- _Source document_
________________________

A young man who five years ago was in the seventh grade at Smith Middle School in Chapel Hill is the catalyst for a case argued Wednesday before the U.S. Supreme Court that could have deep implications for juvenile justice.

The young man is identified today only as J.D.B. At issue in J.D.B. v. North Carolina is whether age should be taken into consideration in decisions about whether to read a suspect his Miranda rights.

Authorities said that in the case in question, J.D.B. was not in custody, and they were thus not required to read him his Miranda rights. His defense argued that J.D.B. could not reasonably have been expected to think he could walk away from two uniformed officers, an assistant principal and another adult, and that his rights were violated.

On Sept. 29, 2005, J.D.B. was a seventh-grade special-education student at Smith when he was called out of his social studies class by the school’s resource officer and taken to a conference room, where Chapel Hill Police Investigator Joseph DiCostanzo, Assistant Principal David Lyons and a school intern were waiting. The door was then closed but not locked.

DiCostanzo asked J.D.B. about some nearby break-ins and J.D.B. acknowledged that he had been out in the neighborhood looking for work mowing lawns. He initially denied any wrongdoing.

But when told by Lyons to “do the right thing” and tell the truth, J.D.B. asked whether he would still be in trouble if he returned items he’d taken. DiCostanzo said that “it would be helpful,” but that he might still be put in detention.

J.D.B. then confessed to having entered a home with an accomplice and taken a digital camera and some jewelry.

DiCostanzo then told J.D.B. that he assumed the student understood he didn’t have to speak and was free to go. J.D.B. nodded “yes.”

The interview lasted 30 to 45 minutes. When the school bell rang, J.D.B. was allowed to leave and board his bus. But when he arrived home, DiCostanzo and another officer were waiting. A warrant to enter the home was eventually produced and the stolen items were recovered. J.D.B.’s guardian, his grandmother, had not yet been told what was happening.

________________________

- _Material provided_

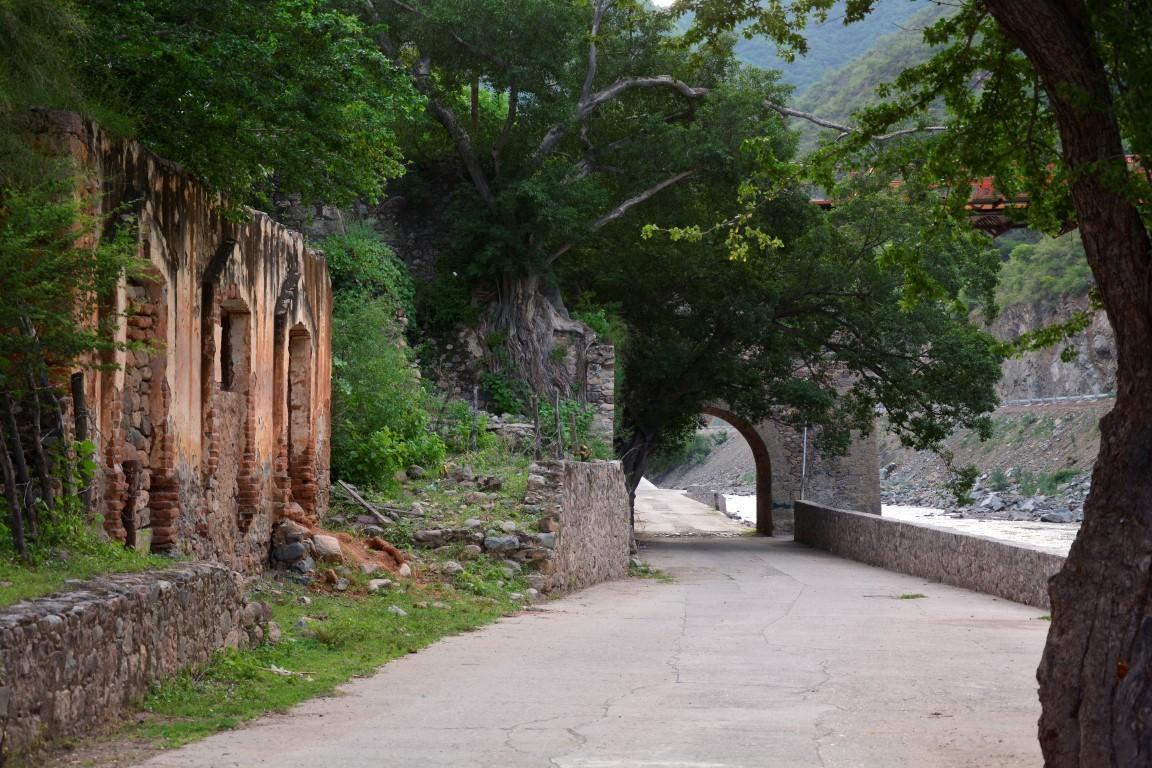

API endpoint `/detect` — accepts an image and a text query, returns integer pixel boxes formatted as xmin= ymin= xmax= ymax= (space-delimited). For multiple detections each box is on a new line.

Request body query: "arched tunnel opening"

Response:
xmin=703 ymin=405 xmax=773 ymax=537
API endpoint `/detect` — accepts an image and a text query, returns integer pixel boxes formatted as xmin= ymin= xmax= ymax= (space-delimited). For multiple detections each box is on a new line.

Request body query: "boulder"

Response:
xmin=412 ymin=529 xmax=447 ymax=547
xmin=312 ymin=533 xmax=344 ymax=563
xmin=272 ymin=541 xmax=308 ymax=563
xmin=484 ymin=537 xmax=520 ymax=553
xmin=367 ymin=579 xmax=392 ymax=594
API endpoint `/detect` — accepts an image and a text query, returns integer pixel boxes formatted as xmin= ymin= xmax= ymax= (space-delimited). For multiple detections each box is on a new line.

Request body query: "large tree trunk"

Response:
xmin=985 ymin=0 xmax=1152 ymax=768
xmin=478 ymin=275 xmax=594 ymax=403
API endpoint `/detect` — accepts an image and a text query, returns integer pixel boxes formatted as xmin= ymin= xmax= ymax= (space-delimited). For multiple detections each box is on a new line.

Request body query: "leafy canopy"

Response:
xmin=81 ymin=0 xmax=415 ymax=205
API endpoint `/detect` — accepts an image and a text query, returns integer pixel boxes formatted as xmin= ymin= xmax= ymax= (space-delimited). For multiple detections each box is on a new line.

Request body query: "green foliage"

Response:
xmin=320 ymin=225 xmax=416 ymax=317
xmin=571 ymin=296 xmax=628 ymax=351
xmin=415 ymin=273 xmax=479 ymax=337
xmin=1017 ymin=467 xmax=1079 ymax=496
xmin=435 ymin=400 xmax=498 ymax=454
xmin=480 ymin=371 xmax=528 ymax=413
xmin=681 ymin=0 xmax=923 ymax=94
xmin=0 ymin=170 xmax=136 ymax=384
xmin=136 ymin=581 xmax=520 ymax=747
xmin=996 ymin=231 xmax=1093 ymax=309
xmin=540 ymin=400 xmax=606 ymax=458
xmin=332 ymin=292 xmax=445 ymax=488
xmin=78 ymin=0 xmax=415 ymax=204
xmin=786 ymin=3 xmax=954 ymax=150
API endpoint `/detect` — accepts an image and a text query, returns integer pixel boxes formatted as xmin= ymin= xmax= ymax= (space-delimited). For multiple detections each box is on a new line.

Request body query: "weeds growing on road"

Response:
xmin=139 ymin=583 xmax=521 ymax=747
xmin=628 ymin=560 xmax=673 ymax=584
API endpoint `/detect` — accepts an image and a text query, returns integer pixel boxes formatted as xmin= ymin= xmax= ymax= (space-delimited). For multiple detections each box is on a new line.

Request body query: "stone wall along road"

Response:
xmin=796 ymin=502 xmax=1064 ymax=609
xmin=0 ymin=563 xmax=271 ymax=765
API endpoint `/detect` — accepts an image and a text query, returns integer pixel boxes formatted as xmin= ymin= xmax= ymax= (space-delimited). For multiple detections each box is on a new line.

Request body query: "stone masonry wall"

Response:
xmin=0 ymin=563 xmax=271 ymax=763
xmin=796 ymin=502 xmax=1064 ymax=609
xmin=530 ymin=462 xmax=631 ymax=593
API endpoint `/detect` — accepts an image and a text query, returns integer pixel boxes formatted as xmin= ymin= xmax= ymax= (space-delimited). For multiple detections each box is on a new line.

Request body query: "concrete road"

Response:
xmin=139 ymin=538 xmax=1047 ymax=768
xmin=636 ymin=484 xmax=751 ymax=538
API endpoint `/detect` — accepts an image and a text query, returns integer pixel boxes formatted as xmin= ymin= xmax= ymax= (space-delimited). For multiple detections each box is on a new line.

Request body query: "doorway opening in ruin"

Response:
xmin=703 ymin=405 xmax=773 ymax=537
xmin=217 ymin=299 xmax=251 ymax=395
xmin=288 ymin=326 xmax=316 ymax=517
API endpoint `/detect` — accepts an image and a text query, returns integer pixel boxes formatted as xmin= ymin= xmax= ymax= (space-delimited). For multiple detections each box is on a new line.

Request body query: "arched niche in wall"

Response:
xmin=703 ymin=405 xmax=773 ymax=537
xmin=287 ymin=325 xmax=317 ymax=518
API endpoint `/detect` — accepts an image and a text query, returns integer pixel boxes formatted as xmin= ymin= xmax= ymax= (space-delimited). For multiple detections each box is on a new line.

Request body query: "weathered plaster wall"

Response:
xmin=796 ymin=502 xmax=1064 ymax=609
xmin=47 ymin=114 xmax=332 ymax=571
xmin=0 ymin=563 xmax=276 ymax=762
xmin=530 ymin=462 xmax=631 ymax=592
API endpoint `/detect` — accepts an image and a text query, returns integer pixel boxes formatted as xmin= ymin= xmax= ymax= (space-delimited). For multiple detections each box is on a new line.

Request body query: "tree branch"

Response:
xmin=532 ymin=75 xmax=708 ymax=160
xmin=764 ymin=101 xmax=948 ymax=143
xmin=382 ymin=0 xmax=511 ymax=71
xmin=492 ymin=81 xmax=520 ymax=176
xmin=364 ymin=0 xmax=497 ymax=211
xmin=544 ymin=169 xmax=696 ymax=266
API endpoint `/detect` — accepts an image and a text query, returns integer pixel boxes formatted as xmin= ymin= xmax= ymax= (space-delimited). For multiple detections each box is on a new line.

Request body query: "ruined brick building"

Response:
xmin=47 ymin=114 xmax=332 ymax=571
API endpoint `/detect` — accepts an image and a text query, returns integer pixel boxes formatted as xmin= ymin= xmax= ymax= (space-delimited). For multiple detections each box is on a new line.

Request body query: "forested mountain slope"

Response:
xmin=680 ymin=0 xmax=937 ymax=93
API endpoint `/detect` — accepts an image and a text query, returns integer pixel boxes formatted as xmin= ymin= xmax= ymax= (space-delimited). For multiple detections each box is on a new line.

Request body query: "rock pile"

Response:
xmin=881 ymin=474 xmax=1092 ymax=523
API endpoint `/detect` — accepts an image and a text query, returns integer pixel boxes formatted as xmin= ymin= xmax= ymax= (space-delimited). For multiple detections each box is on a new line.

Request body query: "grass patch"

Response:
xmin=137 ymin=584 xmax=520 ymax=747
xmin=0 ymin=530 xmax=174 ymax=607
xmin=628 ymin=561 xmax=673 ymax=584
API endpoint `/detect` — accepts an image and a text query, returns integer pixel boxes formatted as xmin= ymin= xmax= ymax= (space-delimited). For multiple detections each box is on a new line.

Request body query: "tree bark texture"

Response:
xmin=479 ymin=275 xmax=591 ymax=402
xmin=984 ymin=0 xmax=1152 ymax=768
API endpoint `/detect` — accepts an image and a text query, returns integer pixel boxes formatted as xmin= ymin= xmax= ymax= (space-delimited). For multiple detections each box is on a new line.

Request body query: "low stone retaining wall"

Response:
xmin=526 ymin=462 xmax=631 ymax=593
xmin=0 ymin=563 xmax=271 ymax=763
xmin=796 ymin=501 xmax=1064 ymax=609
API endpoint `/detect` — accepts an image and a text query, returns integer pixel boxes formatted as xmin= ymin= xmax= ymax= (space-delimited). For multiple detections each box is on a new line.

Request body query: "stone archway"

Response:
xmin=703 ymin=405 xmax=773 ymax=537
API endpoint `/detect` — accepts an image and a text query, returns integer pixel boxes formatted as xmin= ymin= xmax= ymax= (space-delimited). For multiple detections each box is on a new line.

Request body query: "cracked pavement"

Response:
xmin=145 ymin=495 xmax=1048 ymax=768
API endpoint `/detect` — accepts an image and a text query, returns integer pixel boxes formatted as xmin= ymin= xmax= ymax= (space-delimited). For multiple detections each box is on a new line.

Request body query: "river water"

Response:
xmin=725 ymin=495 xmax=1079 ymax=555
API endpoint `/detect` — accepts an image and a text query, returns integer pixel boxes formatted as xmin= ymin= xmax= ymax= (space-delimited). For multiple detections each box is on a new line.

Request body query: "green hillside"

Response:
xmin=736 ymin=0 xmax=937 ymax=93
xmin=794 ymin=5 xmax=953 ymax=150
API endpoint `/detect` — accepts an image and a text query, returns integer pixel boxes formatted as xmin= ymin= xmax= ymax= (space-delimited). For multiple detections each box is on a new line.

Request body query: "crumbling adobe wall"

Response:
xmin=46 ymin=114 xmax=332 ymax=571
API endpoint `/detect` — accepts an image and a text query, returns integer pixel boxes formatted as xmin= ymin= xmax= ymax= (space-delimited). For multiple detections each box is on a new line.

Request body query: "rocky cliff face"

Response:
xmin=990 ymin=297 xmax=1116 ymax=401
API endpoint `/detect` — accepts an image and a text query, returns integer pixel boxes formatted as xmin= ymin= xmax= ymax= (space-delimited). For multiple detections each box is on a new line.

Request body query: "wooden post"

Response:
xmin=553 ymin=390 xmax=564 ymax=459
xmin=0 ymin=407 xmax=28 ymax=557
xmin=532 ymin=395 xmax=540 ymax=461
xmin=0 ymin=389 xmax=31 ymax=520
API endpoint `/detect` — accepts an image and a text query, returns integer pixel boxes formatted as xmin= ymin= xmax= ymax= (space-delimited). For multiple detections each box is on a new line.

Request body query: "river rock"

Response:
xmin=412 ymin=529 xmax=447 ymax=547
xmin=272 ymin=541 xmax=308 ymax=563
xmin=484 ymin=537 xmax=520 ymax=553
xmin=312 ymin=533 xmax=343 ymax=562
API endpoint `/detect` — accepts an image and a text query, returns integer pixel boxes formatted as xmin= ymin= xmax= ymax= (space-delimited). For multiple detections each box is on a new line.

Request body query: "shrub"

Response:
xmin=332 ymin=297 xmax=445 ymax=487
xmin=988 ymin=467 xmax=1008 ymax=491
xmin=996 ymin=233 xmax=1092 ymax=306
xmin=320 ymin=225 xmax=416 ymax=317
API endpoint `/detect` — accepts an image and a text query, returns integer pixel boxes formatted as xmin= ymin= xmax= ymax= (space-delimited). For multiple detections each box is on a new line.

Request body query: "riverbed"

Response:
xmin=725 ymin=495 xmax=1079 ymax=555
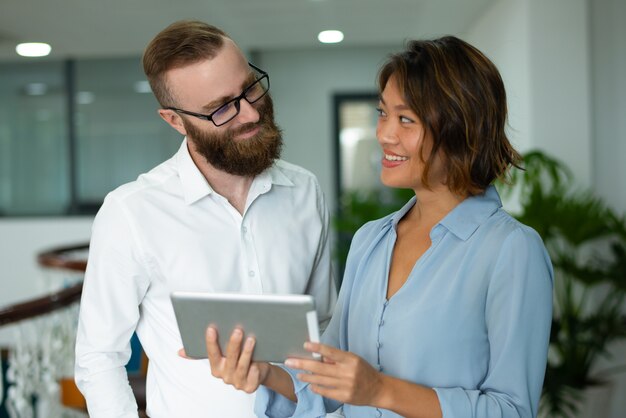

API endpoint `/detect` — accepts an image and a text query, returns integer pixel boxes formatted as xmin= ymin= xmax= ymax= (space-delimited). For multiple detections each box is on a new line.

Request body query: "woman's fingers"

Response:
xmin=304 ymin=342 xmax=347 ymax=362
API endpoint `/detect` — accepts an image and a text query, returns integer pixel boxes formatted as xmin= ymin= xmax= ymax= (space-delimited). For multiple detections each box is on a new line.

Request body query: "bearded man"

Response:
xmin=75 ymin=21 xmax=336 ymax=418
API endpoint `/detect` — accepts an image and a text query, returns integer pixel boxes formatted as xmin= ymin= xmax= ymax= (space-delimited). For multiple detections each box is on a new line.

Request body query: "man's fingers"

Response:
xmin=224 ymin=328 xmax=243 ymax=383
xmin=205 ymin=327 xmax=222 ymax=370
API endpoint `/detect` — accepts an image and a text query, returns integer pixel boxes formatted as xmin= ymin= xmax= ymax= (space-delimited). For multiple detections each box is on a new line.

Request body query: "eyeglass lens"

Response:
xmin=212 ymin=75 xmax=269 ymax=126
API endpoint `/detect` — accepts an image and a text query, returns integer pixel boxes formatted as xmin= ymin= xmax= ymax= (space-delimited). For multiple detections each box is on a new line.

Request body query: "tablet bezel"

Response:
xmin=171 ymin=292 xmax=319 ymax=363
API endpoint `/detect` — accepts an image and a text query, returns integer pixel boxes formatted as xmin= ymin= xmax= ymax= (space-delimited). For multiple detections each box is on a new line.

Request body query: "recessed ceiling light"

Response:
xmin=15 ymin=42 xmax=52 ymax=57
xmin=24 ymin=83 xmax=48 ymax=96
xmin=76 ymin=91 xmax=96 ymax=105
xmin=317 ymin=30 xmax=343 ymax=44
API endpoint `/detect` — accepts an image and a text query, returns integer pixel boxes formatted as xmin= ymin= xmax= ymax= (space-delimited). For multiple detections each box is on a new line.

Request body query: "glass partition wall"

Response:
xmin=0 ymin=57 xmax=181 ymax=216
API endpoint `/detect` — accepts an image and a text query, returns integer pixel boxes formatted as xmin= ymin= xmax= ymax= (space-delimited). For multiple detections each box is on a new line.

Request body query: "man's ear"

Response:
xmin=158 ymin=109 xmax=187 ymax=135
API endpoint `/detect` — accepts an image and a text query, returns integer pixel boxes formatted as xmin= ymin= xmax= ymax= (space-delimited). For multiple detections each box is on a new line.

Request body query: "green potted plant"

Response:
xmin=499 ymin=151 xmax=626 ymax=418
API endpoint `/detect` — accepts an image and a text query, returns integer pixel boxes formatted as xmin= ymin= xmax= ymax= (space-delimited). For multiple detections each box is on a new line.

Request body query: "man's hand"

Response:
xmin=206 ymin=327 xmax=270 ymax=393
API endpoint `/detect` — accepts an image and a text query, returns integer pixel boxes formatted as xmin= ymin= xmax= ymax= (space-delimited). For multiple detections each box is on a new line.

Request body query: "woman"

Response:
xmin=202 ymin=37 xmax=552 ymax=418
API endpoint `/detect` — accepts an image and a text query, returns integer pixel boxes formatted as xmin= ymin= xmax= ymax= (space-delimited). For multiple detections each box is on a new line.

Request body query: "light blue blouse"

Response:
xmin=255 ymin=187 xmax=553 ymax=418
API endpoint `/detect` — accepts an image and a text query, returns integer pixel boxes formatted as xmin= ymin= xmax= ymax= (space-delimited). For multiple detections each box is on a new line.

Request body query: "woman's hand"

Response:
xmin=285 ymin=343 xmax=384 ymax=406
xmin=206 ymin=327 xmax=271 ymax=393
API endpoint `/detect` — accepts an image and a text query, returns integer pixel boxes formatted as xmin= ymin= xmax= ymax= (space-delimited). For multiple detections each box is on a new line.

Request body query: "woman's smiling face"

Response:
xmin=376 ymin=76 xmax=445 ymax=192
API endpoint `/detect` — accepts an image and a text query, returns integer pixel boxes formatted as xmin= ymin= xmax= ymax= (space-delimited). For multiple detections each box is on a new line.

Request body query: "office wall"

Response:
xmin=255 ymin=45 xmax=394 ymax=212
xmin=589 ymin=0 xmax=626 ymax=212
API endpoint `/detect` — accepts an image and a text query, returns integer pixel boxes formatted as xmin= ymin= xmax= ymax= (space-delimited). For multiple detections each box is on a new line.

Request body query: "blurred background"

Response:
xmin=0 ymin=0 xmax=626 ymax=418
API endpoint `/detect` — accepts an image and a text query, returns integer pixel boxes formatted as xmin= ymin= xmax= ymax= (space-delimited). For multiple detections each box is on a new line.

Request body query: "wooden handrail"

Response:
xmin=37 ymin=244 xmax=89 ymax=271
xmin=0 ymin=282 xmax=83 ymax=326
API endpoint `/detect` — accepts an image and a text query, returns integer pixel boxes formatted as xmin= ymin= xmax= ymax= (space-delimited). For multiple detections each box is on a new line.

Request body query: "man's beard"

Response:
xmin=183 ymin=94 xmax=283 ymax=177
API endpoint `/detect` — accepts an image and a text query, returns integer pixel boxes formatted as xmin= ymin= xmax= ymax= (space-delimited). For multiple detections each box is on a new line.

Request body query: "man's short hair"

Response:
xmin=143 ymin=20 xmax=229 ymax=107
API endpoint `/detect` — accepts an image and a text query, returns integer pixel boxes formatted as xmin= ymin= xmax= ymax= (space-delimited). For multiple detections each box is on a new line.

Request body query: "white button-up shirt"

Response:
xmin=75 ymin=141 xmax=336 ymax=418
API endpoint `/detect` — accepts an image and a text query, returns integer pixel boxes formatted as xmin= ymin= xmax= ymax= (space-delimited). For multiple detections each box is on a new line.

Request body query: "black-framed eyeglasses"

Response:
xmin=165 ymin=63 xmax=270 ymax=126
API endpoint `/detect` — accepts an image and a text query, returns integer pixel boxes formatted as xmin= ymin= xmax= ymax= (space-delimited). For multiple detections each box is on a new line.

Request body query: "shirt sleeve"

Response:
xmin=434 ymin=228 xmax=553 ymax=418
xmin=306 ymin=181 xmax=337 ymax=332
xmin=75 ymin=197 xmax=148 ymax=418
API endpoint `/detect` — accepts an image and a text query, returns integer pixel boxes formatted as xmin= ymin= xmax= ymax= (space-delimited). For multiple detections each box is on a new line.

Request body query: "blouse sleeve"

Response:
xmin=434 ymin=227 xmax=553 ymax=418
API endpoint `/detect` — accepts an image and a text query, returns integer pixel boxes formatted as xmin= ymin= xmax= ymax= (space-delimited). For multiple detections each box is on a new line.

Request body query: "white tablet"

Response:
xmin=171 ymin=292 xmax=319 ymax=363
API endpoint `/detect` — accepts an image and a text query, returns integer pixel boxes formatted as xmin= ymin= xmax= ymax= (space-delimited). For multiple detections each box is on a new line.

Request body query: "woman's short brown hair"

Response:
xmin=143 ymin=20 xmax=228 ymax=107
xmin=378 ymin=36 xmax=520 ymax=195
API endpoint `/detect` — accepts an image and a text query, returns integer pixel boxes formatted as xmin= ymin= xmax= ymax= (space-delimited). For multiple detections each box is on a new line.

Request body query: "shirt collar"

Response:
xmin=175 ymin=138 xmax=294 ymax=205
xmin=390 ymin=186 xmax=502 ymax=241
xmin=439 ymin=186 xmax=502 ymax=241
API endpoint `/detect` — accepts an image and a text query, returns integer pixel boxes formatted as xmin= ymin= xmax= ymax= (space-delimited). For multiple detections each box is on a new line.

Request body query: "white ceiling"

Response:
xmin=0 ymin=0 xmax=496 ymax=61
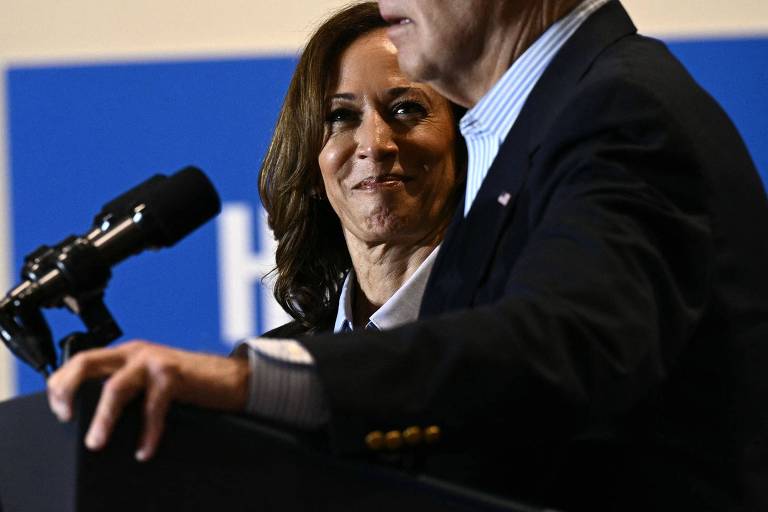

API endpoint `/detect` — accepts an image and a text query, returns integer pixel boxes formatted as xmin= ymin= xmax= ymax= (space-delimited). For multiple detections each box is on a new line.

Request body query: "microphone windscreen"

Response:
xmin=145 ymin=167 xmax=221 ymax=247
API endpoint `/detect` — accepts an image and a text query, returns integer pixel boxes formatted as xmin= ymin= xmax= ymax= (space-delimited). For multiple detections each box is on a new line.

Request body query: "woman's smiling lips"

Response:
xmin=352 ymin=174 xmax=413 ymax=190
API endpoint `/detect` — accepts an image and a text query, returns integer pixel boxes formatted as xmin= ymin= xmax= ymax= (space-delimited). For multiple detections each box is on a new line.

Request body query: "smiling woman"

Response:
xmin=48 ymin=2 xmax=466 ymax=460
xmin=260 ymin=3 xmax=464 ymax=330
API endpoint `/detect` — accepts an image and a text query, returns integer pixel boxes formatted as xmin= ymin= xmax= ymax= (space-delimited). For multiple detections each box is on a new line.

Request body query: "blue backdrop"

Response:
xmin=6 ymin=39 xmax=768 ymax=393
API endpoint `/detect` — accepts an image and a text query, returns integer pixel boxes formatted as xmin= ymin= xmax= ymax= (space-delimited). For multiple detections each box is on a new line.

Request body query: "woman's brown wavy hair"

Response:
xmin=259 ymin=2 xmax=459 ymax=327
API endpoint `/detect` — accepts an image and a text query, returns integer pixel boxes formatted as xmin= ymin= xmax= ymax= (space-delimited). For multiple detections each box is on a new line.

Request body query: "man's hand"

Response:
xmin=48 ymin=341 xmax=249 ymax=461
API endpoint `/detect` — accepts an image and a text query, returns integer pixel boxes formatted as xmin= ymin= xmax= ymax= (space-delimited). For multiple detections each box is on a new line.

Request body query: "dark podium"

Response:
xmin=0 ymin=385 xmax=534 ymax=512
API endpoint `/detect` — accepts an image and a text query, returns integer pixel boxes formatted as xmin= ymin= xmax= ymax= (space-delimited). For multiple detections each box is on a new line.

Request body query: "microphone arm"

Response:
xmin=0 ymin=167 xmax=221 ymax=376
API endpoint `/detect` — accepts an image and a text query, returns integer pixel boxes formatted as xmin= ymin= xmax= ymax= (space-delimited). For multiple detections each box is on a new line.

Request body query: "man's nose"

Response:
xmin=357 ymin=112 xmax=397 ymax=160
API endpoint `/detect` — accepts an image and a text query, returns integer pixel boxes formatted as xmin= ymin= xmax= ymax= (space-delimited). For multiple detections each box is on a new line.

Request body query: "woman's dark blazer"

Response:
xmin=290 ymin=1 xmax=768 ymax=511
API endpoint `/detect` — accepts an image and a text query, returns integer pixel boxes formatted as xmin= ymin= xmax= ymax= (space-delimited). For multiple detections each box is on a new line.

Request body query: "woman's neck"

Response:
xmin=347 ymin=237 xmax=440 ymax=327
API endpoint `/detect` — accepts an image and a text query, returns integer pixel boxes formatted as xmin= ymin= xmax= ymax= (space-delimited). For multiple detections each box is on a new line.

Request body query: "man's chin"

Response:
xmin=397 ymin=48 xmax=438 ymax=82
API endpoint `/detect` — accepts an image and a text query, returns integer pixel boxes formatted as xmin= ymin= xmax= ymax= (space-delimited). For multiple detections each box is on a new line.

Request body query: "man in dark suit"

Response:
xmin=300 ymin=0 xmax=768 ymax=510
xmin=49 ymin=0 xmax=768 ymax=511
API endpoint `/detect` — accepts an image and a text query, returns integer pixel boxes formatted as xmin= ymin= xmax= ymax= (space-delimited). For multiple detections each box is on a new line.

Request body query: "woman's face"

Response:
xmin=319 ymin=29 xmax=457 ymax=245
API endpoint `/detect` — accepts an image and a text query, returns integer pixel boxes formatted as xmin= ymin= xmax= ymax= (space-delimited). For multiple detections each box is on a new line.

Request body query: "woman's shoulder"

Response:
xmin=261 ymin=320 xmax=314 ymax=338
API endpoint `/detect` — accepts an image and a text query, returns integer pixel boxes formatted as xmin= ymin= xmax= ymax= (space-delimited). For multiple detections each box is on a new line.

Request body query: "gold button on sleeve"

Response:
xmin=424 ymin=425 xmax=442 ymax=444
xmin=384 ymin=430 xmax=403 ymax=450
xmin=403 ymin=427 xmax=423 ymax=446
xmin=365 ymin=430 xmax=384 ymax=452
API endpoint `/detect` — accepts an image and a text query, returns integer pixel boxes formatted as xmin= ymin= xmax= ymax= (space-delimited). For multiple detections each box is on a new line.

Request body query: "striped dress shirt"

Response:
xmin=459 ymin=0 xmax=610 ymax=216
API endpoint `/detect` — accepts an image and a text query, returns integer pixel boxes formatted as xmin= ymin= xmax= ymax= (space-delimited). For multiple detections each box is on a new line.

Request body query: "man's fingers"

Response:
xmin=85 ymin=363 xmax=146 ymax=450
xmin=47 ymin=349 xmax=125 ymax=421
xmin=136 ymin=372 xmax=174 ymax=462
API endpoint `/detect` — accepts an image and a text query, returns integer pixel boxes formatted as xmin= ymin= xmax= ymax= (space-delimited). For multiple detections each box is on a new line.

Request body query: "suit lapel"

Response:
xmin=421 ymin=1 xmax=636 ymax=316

________________________

- _Set task_
Continue the news article about the J.D.B. v. North Carolina case from its final sentence.

- _Answer to the task_
Caitlin Fenhagen, with the Orange County public defender’s office, was assigned to the case.

“I was just immediately struck with how the statement in this case was taken from J.D.B.,” Fenhagen said.

“When I came to learn more about him and his circumstances, and the fact that he was 13 and special ed, and all the details about how the interrogation happened, I became more offended, and I didn’t believe the state had sufficient evidence beyond his confession.”

Fenhagen filed to have J.D.B.’s confession suppressed, but Orange County District Court Judge Joe Buckner denied the motion, concluding that the juvenile confessed voluntarily, was not in custody and therefore did not have to be read his Miranda rights. J.D.B. was placed on probation.

The case eventually made its way to the state Supreme Court, where Buckner’s ruling was upheld by a 4-3 vote. It now rests with the U.S. Supreme Court.

A question of custody
The North Carolina juvenile code provides protection beyond Miranda. It states that a juvenile in custody must be advised prior to questioning of the right to have a parent, guardian or custodian present. It also states that if the juvenile is under 14 years of age, no admission resulting from an in-custody interrogation may be admitted into evidence unless it was made in the presence of a parent, guardian, custodian or attorney.

But was J.D.B. in custody?

According to the law, custodial interrogation is “questioning initiated by law enforcement officers after a person has been taken into custody or otherwise deprived of his freedom of action in any significant way.”

“I don’t think it’s reasonable to think that a 13-year-old in school who is confronted by a uniformed officer in class reasonably believes that he doesn’t have to follow that officer where he’s requested to go,” Fenhagen said.

J.D.B. would, in fact, have been subject to discipline had he not gone with the officer.

“I would argue that a reasonable adult wouldn’t necessarily think that they could just get up and walk out,” said Mark Dorosin of the UNC Center for Civil Rights, who filed a brief in support of J.D.B. “But the court opinions put a lot of emphasis on the fact that he wasn’t physically restrained.

“The state’s position was that the kid was never in custody, that no reasonable person would have thought that they were in custody, which is insane. It’s completely illogical.”

The court must consider what is meant by a “reasonable person” and whether “custody” is the same for everyone.

The North Carolina attorney general’s office argues that subjective considerations for the reading of Miranda rights would make law enforcement’s job too difficult – that officers would effectively have to be psychologists in the field.

Fenhagen questions why the interrogation was conducted at the school.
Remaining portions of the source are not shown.